----- EXERCISE MATERIALS -----

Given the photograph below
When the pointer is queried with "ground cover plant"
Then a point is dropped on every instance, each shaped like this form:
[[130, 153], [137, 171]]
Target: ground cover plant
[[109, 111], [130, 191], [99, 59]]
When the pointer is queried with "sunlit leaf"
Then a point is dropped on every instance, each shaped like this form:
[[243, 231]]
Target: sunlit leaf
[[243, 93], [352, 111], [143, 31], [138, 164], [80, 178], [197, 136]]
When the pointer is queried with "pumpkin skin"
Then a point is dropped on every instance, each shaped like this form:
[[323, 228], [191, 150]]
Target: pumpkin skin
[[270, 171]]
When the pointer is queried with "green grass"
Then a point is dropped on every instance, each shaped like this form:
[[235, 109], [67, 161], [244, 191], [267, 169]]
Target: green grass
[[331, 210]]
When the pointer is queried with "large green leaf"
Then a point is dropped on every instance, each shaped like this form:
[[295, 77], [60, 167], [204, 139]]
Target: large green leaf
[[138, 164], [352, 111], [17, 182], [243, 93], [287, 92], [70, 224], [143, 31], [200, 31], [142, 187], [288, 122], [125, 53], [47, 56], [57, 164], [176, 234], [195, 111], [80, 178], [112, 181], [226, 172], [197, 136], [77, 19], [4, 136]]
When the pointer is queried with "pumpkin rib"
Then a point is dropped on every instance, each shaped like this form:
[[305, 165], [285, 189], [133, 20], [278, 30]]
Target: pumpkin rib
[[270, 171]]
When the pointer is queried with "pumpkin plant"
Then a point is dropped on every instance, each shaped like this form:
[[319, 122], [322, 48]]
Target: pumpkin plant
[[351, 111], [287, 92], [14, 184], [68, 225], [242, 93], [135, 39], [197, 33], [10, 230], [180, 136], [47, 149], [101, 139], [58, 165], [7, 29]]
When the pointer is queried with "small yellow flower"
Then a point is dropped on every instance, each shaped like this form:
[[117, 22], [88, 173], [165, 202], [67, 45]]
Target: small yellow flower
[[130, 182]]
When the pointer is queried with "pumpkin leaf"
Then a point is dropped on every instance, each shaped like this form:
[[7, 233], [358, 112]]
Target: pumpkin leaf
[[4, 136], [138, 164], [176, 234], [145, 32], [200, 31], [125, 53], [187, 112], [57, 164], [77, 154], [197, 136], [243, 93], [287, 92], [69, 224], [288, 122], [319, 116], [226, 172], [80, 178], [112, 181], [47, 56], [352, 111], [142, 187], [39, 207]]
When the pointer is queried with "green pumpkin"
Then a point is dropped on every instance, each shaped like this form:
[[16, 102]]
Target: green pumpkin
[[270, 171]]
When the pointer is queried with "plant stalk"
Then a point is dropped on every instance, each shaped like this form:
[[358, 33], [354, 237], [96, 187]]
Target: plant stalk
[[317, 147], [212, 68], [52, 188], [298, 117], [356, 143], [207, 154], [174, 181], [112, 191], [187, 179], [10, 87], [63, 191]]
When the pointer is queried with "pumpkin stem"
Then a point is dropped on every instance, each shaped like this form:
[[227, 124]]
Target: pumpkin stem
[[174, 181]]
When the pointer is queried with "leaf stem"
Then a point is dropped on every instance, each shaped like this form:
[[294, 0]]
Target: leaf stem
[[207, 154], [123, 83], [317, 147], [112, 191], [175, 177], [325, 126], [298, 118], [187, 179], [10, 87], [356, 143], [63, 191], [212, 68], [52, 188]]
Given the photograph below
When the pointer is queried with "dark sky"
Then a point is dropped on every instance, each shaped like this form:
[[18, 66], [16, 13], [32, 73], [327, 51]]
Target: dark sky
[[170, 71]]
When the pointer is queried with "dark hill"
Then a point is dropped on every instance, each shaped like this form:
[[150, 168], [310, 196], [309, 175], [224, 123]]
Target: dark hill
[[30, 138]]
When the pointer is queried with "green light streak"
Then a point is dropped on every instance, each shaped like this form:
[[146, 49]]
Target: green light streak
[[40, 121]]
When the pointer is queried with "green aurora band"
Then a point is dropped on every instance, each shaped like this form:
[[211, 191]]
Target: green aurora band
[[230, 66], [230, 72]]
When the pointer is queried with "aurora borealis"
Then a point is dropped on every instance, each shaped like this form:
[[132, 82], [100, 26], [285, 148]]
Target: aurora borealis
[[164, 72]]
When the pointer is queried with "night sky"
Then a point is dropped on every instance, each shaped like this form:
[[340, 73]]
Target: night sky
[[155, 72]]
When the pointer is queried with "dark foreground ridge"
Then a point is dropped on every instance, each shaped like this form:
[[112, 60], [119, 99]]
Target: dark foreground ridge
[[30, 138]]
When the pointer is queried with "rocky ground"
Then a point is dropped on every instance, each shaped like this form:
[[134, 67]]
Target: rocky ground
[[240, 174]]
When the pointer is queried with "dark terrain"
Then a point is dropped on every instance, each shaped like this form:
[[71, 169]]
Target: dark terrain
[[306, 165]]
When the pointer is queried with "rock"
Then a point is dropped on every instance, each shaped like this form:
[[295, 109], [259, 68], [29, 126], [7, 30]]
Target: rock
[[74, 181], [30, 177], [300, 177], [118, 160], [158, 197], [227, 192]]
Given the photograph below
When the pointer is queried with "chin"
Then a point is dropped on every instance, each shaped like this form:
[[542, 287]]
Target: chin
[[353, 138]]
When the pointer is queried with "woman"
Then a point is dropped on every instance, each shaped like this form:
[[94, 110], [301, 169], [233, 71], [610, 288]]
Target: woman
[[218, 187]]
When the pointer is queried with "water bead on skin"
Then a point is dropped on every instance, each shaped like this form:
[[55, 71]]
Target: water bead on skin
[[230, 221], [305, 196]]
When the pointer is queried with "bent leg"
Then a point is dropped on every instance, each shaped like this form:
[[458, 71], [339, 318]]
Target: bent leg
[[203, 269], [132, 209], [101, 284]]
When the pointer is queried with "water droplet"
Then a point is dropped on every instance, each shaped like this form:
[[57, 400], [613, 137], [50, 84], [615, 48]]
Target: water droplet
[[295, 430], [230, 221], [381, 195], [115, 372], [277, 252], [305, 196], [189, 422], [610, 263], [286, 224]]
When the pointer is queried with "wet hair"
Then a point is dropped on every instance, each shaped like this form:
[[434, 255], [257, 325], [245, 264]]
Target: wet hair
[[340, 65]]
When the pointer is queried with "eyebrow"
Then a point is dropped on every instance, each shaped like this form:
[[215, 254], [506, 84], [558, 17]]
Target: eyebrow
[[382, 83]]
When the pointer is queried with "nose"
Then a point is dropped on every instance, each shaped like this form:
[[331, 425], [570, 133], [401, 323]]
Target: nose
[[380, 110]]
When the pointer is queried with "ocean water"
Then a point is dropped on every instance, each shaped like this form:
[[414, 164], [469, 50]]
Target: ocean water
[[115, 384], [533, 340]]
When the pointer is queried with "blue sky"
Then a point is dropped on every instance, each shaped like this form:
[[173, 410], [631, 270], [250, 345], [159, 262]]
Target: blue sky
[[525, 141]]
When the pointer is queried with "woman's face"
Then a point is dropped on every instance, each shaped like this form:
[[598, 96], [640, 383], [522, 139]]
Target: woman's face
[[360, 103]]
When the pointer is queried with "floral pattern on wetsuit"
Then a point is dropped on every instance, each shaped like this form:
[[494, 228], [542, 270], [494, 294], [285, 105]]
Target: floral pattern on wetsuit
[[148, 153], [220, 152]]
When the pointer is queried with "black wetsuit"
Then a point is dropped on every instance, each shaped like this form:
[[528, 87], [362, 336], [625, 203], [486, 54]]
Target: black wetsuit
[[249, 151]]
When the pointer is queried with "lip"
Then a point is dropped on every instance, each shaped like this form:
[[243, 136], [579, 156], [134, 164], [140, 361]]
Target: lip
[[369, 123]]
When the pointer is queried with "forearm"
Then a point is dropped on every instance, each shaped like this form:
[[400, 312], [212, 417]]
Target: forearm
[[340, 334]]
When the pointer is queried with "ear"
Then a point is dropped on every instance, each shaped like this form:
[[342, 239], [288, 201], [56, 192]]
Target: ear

-----

Reproduce the line containing "[[598, 96], [640, 383], [522, 139]]" and every line after it. Stop at the last line of the records, and add nothing.

[[598, 96], [640, 383], [522, 139]]
Target: woman's face
[[360, 103]]
When the pointer is queried with "floral pattern on wetsuit"
Then a point is dropped on every instance, each shaped like this form:
[[494, 228], [542, 270], [494, 294], [285, 105]]
Target: floral pattern on wetsuit
[[148, 153], [220, 152]]
When the pointer is queried with "black wetsuit"
Then a point is dropped on every instance, each shaped like this form:
[[528, 87], [362, 336], [625, 203], [486, 54]]
Target: black wetsuit
[[249, 151]]
When the pointer is queried with "lip"
Then a point is dropped on every instance, each shaped like this form:
[[243, 136], [579, 156], [134, 164], [140, 361]]
Target: lip
[[369, 123]]
When the pointer is queried with "forearm"
Then a point is dropped on every instance, each shaped like this form:
[[400, 312], [212, 417]]
Target: forearm
[[340, 334]]
When the pointer is queried with "ear"
Then a point is dropped on every instance, each shaped like this form:
[[342, 239], [288, 201], [56, 192]]
Target: ear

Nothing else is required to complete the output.